▸ **WRITTEN PROBLEM**: Give the entries again, word for word.

▸ **RECORDS SHOWN**:
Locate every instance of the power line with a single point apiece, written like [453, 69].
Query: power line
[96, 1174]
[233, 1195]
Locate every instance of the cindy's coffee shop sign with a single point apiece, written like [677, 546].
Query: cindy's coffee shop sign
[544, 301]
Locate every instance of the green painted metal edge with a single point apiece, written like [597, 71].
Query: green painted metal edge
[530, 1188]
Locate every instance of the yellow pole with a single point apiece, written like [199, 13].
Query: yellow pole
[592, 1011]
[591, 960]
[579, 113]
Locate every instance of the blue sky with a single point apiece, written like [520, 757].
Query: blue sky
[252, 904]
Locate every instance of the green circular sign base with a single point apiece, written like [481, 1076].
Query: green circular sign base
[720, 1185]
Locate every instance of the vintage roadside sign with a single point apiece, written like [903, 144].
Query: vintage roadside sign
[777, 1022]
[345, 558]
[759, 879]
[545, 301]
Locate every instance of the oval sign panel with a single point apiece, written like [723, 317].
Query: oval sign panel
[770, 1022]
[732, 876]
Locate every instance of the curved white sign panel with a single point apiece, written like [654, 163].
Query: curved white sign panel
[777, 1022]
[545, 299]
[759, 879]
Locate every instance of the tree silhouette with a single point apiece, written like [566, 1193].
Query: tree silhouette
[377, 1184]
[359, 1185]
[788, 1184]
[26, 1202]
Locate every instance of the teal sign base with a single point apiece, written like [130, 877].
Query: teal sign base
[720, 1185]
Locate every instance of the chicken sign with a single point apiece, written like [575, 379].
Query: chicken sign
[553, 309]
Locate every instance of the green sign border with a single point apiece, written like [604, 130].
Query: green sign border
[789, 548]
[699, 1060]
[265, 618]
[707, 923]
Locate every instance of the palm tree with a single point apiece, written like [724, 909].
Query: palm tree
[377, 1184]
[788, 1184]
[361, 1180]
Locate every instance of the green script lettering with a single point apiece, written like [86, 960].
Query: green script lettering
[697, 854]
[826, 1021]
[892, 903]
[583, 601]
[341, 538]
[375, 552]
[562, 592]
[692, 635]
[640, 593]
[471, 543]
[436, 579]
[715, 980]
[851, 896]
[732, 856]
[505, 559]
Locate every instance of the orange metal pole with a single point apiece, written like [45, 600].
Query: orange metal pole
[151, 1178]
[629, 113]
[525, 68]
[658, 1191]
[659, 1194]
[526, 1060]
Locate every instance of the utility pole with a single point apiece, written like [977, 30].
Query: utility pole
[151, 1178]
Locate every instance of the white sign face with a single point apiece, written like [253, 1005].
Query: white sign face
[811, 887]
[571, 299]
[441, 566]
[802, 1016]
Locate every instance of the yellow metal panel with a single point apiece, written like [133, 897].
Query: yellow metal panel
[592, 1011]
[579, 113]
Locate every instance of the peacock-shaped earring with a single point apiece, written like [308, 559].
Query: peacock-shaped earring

▸ **CORRECT RESULT**:
Locate every instance of the power line with a single point apiece, written like [453, 69].
Query: power line
[96, 1174]
[233, 1195]
Locate every instance of the cindy's coffee shop sign with a single point apiece, written like [677, 546].
Query: cindy's coffee shop sign
[544, 301]
Locate every instance of the green painted metal edge with a single point apiece, written like [597, 71].
Query: green painted metal edge
[530, 1188]
Locate every instance of the yellow pole with a single point apiece, written like [199, 13].
Query: yellow pole
[592, 1011]
[591, 960]
[579, 113]
Locate every instance of the blue sky with a single point apiece, written like [520, 757].
Query: blue sky
[252, 904]
Locate every instance of the green circular sign base with a single point apiece, written like [481, 1076].
Query: green circular sign base
[720, 1185]
Locate every instance of the vintage roadside sign with a single point apiece, written like [903, 144].
Query: vintage roadside sign
[777, 1022]
[345, 558]
[759, 879]
[545, 301]
Locate every instance of the oval sign panel with a single point apiece, written like [723, 317].
Query: oval sign panel
[770, 1022]
[732, 876]
Locate every instance of the curved white sign panel with a single point apiece, written like [654, 163].
Query: curved white sign panel
[777, 1022]
[545, 299]
[759, 879]
Locate every instance of the tree silhouette with a single point apiece, written like [566, 1193].
Query: tree silhouette
[377, 1184]
[359, 1185]
[788, 1184]
[26, 1202]
Locate every instance of the teal sign base with a single point apiece, written like [130, 877].
Query: teal sign base
[720, 1185]
Locate every instance of the chicken sign with a single point apiece, written like [575, 379].
Query: chicken sign
[553, 309]
Locate every instance of the green sign border with a single point apiece, written like [604, 130].
Query: green sign border
[789, 548]
[699, 1060]
[265, 618]
[707, 923]
Locate every instance of the palm tree with a single point apiece, written like [724, 909].
Query: palm tree
[377, 1184]
[788, 1184]
[361, 1180]
Locate every instance of the green script lettering with a single point apiece, written like [86, 960].
Query: green script lettering
[697, 854]
[826, 1021]
[892, 903]
[583, 601]
[341, 538]
[375, 552]
[562, 592]
[692, 635]
[640, 593]
[471, 543]
[436, 579]
[715, 980]
[851, 896]
[732, 856]
[505, 559]
Locate every instance of the orange metal pole with a single point apiece, written like [45, 600].
Query: orange metal pole
[151, 1178]
[629, 113]
[525, 68]
[658, 1191]
[659, 1194]
[526, 1060]
Locate every instance of the utility pole with a single point apiece, written like [977, 30].
Query: utility pole
[151, 1178]
Locate every instance of the white sign face with a single point apiece, written like [253, 1005].
Query: white sign face
[811, 887]
[571, 299]
[441, 566]
[802, 1016]
Locate every instance of the yellow metal panel with a single point apiece, written like [133, 897].
Query: yellow metal panel
[592, 1011]
[579, 113]
Locate every instance of the peacock-shaped earring with a single point apiece, written like [308, 559].
Query: peacock-shaped earring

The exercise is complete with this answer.